Problem statement: Lines to restate from the data below: from the one containing "Q: For every instance of the blue tablecloth" to the one containing "Q: For every instance of the senar", both included. Give them again exactly, and only them.

Input data:

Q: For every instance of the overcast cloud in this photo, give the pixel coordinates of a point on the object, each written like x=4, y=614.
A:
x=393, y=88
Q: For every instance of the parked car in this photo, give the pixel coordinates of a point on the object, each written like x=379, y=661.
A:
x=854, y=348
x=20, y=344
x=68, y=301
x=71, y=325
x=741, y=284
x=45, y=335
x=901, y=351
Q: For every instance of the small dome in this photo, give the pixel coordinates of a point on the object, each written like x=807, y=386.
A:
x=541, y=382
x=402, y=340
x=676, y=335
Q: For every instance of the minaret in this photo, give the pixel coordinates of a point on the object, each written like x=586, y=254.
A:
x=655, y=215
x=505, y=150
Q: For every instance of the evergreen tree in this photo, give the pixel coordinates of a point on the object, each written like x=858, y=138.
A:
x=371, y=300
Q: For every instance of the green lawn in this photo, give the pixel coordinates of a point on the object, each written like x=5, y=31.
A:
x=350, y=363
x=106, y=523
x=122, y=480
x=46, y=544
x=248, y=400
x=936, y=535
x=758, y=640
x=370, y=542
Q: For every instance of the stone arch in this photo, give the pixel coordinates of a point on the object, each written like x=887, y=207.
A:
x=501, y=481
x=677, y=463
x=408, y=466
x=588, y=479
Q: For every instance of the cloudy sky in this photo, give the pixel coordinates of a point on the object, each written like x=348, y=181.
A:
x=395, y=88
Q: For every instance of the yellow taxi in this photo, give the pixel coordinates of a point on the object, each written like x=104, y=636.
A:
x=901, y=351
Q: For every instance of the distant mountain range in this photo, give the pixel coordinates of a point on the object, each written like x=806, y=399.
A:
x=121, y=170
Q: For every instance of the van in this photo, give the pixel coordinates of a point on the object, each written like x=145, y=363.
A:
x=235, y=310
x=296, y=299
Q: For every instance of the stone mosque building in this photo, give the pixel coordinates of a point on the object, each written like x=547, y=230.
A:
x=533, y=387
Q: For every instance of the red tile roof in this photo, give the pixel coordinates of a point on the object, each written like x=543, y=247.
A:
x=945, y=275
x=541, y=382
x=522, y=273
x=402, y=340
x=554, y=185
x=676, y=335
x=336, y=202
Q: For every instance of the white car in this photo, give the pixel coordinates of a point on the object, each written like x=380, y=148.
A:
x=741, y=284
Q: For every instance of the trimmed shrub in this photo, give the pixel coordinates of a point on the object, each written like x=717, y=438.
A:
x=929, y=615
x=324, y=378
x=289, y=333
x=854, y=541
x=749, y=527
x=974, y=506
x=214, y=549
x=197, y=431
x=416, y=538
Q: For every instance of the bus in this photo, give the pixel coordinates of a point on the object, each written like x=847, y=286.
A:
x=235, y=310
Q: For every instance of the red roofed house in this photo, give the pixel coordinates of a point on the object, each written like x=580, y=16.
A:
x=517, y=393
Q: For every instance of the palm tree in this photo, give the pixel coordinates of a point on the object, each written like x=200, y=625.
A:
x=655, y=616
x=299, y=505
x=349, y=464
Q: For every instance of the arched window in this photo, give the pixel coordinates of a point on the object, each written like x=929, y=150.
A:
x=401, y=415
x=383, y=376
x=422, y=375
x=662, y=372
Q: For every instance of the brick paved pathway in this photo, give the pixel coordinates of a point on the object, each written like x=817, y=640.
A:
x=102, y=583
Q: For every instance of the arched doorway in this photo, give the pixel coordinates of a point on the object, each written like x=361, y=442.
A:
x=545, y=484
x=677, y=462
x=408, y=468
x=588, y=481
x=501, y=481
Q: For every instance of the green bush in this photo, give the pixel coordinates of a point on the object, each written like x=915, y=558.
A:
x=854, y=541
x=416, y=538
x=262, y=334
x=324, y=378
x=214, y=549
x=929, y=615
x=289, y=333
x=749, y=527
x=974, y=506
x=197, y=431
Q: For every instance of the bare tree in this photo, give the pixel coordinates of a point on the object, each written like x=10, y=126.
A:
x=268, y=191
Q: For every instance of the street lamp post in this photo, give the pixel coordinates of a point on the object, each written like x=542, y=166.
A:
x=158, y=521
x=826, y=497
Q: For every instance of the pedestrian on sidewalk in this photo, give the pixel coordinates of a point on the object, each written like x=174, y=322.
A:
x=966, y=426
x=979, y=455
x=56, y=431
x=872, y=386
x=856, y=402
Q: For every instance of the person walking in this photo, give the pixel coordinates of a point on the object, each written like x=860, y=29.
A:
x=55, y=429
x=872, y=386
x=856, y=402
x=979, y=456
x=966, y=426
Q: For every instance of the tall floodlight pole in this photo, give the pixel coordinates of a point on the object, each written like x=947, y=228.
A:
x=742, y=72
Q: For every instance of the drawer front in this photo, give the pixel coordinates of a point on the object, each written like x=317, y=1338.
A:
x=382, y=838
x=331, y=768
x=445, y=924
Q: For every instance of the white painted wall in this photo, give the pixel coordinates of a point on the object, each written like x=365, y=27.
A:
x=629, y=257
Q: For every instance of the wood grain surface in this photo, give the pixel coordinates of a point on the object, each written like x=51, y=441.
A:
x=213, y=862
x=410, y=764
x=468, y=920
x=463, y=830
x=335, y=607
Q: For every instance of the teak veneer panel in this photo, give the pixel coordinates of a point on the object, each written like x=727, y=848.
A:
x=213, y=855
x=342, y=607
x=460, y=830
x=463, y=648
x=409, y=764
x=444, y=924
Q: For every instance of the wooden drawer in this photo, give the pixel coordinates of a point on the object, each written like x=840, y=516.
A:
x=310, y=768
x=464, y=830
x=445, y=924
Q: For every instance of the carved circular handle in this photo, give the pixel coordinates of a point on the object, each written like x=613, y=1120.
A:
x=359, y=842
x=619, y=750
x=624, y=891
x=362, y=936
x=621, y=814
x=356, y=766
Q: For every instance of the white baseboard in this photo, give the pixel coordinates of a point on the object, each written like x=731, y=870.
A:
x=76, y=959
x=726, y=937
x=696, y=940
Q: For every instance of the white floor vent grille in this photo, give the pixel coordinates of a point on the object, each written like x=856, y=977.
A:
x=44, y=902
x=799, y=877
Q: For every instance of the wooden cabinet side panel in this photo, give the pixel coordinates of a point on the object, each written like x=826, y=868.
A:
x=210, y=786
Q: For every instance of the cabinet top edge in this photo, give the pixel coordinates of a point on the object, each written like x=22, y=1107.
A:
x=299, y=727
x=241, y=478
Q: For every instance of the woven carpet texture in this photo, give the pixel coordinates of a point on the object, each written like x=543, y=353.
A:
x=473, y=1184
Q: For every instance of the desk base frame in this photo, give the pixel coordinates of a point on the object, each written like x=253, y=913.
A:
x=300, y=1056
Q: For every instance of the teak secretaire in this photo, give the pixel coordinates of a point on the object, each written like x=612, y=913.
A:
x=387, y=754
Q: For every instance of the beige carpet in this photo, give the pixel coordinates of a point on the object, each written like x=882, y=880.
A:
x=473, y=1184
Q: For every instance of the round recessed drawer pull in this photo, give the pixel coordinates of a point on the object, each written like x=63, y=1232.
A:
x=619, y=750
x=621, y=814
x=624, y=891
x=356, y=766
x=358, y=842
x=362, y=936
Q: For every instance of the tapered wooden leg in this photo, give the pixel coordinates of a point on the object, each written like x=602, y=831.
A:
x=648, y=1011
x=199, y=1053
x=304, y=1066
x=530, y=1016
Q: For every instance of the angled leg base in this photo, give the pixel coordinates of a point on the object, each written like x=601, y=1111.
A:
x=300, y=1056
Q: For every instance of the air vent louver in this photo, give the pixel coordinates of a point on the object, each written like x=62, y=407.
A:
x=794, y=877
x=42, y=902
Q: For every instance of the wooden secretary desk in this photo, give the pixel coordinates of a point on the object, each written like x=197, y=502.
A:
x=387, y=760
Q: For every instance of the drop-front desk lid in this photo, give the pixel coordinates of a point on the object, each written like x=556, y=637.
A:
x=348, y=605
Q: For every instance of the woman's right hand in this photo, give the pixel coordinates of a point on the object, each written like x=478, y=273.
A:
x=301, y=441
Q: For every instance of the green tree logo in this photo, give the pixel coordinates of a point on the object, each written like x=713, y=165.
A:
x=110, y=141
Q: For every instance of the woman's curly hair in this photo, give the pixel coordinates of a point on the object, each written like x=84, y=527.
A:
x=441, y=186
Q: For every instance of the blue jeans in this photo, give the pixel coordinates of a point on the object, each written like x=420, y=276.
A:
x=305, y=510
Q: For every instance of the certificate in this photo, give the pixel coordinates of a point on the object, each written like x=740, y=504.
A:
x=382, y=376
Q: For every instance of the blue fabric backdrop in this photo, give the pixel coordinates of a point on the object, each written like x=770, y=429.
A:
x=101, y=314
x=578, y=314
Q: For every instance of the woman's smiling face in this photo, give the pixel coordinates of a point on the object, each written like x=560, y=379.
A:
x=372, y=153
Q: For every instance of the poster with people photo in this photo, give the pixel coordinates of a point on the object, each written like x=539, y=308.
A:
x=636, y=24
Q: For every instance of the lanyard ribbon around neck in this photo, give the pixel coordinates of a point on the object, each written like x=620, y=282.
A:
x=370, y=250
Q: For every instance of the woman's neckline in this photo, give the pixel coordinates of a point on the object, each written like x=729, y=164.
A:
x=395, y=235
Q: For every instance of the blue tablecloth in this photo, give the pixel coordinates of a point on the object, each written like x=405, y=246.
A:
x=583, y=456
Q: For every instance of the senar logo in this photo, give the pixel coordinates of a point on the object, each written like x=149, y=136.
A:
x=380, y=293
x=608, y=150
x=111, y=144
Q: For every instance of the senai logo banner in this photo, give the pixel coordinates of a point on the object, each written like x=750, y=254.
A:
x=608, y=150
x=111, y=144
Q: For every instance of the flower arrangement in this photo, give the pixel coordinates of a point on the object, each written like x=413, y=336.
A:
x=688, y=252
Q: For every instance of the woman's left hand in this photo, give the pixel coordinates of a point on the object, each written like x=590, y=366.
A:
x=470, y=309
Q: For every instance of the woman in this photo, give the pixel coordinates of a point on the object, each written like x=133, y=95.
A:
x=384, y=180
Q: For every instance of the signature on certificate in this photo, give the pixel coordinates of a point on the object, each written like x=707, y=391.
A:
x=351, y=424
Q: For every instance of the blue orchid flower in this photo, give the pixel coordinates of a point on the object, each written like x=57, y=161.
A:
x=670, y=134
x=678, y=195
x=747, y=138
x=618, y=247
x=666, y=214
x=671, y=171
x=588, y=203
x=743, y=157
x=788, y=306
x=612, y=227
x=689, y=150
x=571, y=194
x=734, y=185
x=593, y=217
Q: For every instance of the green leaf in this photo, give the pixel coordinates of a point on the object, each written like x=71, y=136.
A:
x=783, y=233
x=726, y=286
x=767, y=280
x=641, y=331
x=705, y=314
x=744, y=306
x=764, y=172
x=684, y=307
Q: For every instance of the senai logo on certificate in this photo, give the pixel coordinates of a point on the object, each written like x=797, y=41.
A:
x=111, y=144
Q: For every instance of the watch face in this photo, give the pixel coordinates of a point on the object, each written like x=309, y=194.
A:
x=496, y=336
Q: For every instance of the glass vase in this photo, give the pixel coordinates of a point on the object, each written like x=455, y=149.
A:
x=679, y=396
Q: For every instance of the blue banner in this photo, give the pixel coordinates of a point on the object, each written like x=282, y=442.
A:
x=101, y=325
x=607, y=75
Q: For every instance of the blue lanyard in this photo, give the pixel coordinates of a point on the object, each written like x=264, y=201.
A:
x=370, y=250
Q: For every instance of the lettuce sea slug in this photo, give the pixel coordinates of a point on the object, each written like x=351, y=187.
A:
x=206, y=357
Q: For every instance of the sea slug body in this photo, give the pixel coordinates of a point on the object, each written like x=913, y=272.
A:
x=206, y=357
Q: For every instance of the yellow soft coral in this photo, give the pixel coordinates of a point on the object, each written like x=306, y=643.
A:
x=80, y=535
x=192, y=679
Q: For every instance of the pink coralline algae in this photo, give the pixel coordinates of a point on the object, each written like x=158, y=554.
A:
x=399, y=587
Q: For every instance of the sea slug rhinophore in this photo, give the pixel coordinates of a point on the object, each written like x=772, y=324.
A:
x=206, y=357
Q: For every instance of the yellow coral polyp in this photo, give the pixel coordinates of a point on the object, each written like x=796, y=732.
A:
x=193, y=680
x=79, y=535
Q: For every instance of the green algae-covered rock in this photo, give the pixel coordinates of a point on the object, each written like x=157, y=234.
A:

Reply to the task:
Q: For every instance of the blue tablecloth in this photo, give the pixel coordinates of a point on the object, each written like x=405, y=246.
A:
x=583, y=456
Q: For every instance of the senar logo in this photo, give the pixel coordinates of a point on the object, each written like x=149, y=136.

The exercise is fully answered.